- **Given exercise**
Pull out each line in the entries below that contains the string "grey". Uppercase and lowercase letters count as different.

- **Record excerpts**
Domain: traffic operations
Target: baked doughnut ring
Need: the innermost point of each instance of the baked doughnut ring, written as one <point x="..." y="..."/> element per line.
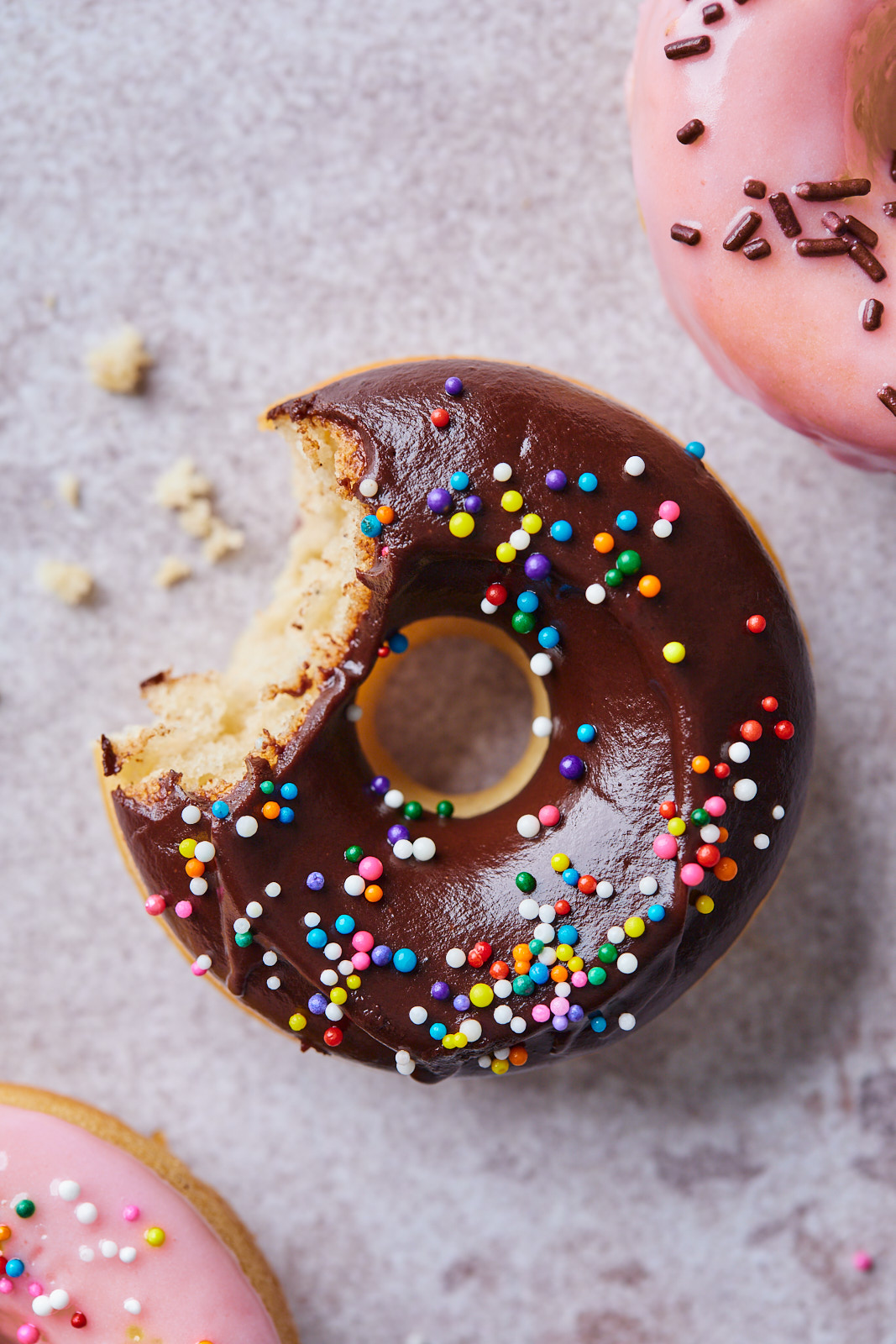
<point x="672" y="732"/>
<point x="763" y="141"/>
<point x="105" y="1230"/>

--

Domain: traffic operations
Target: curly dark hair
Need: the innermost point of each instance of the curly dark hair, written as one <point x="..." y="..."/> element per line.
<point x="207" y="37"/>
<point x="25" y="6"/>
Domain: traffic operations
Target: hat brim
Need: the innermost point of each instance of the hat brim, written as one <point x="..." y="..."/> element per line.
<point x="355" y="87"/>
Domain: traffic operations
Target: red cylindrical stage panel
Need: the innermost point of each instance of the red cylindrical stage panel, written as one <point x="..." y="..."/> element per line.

* * *

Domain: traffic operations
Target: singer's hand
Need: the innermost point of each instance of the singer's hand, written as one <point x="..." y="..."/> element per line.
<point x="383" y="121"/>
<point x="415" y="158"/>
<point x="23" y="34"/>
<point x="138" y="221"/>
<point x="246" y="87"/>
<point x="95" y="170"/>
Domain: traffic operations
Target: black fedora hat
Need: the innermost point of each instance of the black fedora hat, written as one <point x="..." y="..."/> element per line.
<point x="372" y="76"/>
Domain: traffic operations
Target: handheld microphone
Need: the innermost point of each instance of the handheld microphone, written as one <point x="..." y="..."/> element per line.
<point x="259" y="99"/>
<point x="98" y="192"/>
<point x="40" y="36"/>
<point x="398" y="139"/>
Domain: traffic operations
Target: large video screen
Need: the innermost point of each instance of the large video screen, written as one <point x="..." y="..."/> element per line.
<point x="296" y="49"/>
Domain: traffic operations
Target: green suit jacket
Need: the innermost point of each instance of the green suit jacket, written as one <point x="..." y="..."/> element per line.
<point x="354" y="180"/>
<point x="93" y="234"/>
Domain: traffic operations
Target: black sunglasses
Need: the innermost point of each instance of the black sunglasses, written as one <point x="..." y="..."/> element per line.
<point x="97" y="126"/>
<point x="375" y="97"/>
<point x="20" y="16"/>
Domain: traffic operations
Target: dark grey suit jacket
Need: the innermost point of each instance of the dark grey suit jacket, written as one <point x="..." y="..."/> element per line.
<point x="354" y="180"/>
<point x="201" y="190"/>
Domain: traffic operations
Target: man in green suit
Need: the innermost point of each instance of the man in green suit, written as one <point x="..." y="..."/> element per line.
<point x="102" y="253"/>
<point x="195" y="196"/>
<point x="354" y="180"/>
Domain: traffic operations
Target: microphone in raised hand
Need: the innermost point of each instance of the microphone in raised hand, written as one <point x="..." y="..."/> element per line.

- **Exercise solution**
Target: dark grey suit jacket
Need: the innermost point of each instance of the dark grey suit jacket, written as one <point x="..." y="..."/> element per line.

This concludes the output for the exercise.